● EXERCISE INSTRUCTIONS:
Return exactly the span of lines that opens with the line containing "sample | [112, 9]" and closes with the last line of the data, inclusive.

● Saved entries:
☆ ☆ ☆ ☆ ☆ ☆ ☆

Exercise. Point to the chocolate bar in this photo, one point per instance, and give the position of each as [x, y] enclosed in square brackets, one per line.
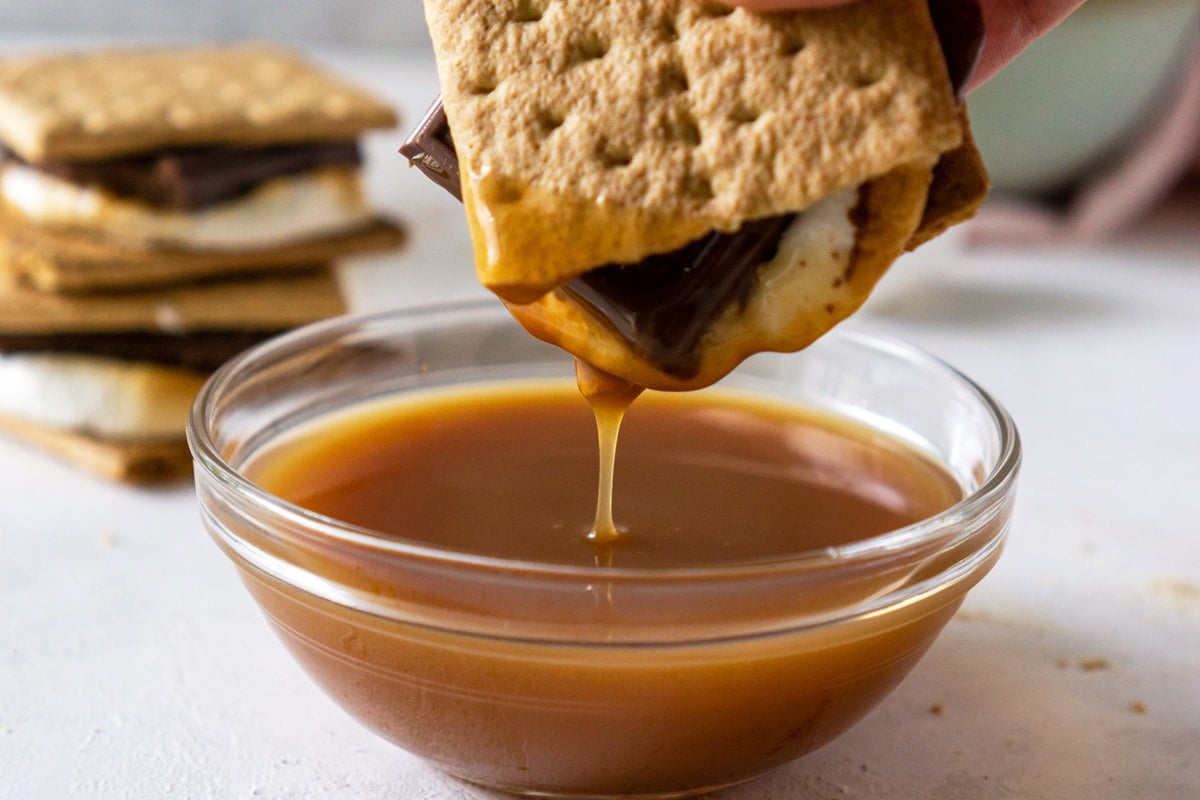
[664, 305]
[197, 178]
[202, 350]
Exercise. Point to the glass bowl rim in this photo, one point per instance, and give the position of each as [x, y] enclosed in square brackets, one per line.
[207, 455]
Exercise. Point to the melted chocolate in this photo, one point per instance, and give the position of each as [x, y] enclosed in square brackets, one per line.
[203, 352]
[198, 178]
[960, 31]
[665, 305]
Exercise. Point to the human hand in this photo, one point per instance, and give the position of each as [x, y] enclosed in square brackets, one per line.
[1009, 25]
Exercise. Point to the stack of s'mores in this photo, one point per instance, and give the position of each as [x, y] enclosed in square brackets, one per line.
[162, 209]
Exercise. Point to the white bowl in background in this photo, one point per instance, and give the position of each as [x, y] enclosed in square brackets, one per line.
[1080, 91]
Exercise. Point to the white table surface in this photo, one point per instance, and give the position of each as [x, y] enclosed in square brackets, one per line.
[133, 665]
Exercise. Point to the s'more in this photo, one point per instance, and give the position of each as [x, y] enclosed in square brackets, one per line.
[161, 210]
[665, 187]
[129, 167]
[107, 380]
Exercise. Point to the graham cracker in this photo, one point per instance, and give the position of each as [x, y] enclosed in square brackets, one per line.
[960, 186]
[130, 462]
[597, 133]
[259, 304]
[108, 102]
[57, 260]
[809, 292]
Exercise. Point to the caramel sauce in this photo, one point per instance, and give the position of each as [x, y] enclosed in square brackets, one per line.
[615, 705]
[703, 477]
[610, 397]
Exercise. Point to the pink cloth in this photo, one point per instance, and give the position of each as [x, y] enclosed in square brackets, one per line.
[1120, 194]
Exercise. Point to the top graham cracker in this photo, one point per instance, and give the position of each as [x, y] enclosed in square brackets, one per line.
[111, 102]
[594, 127]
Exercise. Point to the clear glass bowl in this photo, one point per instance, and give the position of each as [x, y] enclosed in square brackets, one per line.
[510, 674]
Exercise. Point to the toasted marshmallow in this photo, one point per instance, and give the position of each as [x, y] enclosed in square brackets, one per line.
[97, 396]
[283, 210]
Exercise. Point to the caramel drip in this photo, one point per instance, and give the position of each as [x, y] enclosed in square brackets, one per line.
[609, 397]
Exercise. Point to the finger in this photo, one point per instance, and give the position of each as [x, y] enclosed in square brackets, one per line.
[1012, 25]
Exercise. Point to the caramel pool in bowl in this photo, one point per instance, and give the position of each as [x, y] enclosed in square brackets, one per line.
[733, 629]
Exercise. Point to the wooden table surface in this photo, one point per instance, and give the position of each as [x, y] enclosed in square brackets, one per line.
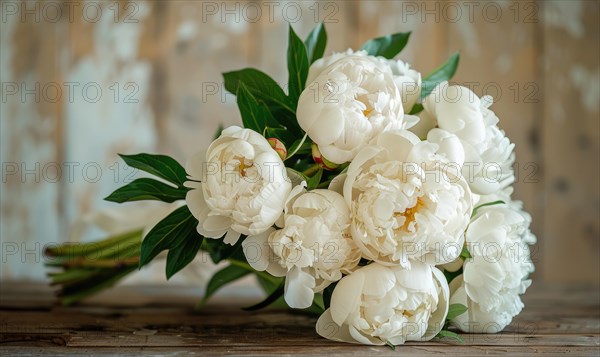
[130, 321]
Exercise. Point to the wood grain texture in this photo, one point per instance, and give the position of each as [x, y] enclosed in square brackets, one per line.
[173, 327]
[542, 55]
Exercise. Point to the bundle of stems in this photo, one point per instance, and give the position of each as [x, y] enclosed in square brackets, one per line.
[85, 269]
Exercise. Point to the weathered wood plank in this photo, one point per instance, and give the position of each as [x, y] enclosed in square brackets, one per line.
[334, 351]
[571, 137]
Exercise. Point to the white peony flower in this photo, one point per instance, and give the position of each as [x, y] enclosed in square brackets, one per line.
[313, 248]
[349, 99]
[489, 154]
[376, 305]
[407, 80]
[406, 202]
[238, 187]
[496, 275]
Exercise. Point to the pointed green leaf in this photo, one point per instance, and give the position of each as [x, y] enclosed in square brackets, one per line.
[315, 43]
[443, 73]
[183, 254]
[147, 189]
[327, 293]
[255, 116]
[465, 254]
[161, 166]
[221, 278]
[455, 310]
[172, 231]
[387, 46]
[314, 181]
[477, 208]
[297, 67]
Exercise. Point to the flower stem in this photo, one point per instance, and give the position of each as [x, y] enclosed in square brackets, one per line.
[311, 170]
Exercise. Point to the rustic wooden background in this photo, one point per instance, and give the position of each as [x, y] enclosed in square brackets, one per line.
[82, 81]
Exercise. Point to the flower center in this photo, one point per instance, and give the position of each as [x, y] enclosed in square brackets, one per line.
[409, 214]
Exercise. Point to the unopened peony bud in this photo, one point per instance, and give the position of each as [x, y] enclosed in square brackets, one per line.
[321, 160]
[278, 146]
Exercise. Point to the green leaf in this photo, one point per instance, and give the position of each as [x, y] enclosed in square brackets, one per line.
[455, 310]
[297, 67]
[169, 233]
[440, 74]
[183, 254]
[161, 166]
[477, 208]
[280, 134]
[275, 295]
[314, 181]
[451, 275]
[300, 146]
[262, 87]
[327, 295]
[387, 46]
[147, 189]
[221, 278]
[315, 43]
[450, 334]
[255, 116]
[465, 254]
[220, 251]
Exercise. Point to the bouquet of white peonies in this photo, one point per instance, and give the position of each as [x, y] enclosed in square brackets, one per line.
[366, 193]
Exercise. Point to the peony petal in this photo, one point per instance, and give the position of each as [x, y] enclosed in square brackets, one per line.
[299, 287]
[256, 250]
[231, 237]
[346, 296]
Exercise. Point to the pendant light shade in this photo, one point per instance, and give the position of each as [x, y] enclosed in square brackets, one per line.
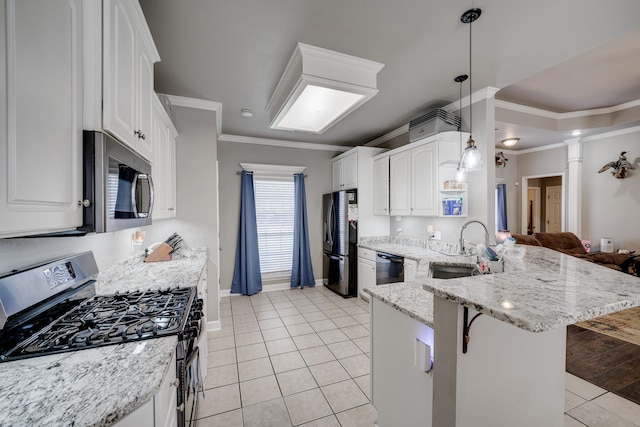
[471, 157]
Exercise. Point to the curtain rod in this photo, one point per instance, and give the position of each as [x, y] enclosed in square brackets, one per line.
[240, 173]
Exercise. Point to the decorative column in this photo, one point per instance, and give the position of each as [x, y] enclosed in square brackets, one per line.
[574, 186]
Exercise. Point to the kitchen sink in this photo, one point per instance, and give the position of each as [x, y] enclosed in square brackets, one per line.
[448, 271]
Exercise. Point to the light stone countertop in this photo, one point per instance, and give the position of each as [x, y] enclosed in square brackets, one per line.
[543, 291]
[97, 387]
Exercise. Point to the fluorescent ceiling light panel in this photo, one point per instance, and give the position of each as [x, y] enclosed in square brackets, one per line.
[316, 106]
[319, 88]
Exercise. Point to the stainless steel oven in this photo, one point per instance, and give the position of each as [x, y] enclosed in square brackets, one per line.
[389, 268]
[52, 307]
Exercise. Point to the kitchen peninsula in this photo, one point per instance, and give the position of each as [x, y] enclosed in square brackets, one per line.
[102, 386]
[513, 370]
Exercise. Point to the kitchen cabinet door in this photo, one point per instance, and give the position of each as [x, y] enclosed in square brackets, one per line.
[41, 117]
[120, 72]
[424, 180]
[400, 183]
[410, 268]
[336, 175]
[144, 101]
[128, 57]
[350, 171]
[344, 172]
[381, 186]
[164, 163]
[366, 276]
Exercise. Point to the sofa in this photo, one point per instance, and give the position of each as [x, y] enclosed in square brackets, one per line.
[570, 244]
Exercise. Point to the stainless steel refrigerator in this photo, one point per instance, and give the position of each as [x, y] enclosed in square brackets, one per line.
[339, 263]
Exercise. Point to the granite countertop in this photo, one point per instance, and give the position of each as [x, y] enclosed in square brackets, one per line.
[97, 387]
[543, 291]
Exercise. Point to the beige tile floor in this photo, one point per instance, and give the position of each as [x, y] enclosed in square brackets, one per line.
[302, 358]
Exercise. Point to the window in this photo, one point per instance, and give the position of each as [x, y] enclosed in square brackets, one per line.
[274, 216]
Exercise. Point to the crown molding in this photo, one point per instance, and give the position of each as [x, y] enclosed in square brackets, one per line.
[536, 149]
[560, 116]
[281, 143]
[200, 104]
[611, 134]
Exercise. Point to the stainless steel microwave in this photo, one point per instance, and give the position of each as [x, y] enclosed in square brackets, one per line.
[118, 188]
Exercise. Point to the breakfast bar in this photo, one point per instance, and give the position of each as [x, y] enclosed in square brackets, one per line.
[512, 369]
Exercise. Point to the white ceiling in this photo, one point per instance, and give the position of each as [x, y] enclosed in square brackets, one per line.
[561, 56]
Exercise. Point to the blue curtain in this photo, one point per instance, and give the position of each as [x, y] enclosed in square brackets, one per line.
[247, 279]
[301, 269]
[501, 207]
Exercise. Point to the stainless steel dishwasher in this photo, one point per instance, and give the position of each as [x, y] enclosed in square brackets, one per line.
[389, 268]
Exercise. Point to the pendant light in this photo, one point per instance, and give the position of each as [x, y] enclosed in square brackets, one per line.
[461, 174]
[471, 157]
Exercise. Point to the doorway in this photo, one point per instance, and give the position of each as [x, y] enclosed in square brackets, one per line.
[533, 210]
[543, 206]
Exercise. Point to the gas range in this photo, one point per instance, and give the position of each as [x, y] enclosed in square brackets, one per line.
[75, 318]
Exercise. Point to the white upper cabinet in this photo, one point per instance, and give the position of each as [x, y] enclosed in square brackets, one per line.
[423, 180]
[381, 186]
[421, 175]
[400, 183]
[41, 48]
[128, 57]
[164, 162]
[350, 171]
[344, 172]
[353, 169]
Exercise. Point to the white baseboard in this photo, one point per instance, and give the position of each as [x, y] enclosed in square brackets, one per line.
[267, 288]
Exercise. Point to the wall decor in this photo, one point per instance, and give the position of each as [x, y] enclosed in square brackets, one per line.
[620, 167]
[501, 160]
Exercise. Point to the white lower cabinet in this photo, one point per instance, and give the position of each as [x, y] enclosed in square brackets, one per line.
[366, 271]
[160, 411]
[40, 121]
[403, 394]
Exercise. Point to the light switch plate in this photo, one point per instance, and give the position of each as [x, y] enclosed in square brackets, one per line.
[422, 359]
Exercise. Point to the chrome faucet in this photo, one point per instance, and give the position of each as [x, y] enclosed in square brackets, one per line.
[486, 234]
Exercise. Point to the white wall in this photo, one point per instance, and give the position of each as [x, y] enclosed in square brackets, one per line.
[508, 175]
[317, 183]
[537, 163]
[610, 206]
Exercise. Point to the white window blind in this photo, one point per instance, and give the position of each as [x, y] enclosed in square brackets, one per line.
[274, 216]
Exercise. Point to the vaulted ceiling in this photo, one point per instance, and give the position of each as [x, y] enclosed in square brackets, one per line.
[558, 56]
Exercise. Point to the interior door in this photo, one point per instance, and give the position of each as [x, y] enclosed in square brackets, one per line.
[554, 209]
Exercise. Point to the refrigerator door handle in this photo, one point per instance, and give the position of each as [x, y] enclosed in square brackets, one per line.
[331, 228]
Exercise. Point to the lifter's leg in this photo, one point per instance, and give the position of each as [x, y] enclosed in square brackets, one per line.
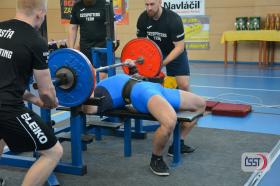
[192, 102]
[166, 116]
[42, 168]
[2, 145]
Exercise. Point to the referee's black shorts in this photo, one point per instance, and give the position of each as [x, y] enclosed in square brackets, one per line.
[23, 130]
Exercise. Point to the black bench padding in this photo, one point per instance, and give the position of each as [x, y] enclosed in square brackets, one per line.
[128, 112]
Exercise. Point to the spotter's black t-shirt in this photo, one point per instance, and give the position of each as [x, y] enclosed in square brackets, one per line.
[22, 49]
[91, 20]
[164, 31]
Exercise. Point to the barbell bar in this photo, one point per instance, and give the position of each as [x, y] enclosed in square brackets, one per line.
[74, 76]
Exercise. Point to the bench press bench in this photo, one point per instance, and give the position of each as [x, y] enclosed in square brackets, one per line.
[126, 114]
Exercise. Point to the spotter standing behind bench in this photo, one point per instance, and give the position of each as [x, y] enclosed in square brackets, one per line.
[147, 97]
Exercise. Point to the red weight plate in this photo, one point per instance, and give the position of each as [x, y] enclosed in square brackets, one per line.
[149, 51]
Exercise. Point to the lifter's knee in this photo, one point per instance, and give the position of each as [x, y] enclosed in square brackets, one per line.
[169, 123]
[201, 104]
[54, 153]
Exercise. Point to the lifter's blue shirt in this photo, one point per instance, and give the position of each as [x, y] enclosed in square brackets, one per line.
[140, 93]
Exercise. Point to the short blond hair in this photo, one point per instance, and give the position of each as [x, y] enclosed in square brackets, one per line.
[28, 6]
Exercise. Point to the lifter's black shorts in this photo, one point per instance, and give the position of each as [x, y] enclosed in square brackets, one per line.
[179, 66]
[23, 130]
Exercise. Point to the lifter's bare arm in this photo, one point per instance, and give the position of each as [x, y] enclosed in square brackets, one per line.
[46, 88]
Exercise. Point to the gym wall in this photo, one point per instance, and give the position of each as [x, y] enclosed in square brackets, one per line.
[222, 16]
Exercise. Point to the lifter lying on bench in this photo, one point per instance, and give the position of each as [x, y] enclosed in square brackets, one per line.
[146, 97]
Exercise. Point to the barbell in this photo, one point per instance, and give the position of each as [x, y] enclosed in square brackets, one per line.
[74, 77]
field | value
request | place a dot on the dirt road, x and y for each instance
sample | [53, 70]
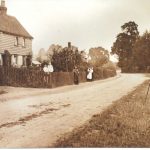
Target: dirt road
[37, 117]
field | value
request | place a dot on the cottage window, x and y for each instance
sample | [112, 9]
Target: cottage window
[24, 42]
[16, 41]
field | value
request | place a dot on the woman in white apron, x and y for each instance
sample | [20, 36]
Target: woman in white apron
[90, 74]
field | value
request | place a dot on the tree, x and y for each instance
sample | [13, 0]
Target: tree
[123, 46]
[141, 52]
[99, 56]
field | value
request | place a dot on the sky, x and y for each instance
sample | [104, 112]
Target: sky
[84, 23]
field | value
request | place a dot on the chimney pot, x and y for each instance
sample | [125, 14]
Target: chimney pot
[69, 45]
[3, 3]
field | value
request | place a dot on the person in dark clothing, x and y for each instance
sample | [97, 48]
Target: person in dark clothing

☆ ☆ ☆ ☆ ☆ ☆ ☆

● TASK RESULT:
sample | [112, 9]
Target: cottage window
[24, 42]
[16, 41]
field | value
request | place a dot on the woman in white apron, x and y for each instance
sample | [20, 36]
Target: woman in white apron
[90, 74]
field | value
request | place a dot on the tree, x and y for each instance
sample | [13, 0]
Target: tree
[123, 46]
[141, 52]
[99, 56]
field | value
request | place a dot on the sky, x and y for each instance
sample | [104, 112]
Target: sky
[84, 23]
field | value
request | place a dot on the chimney pot, x and y for each instance
sample | [125, 14]
Target: chimney pot
[69, 45]
[3, 3]
field | value
request | place a dot on the person in dark clothing, x and y for each instance
sample | [97, 48]
Target: person in dark clothing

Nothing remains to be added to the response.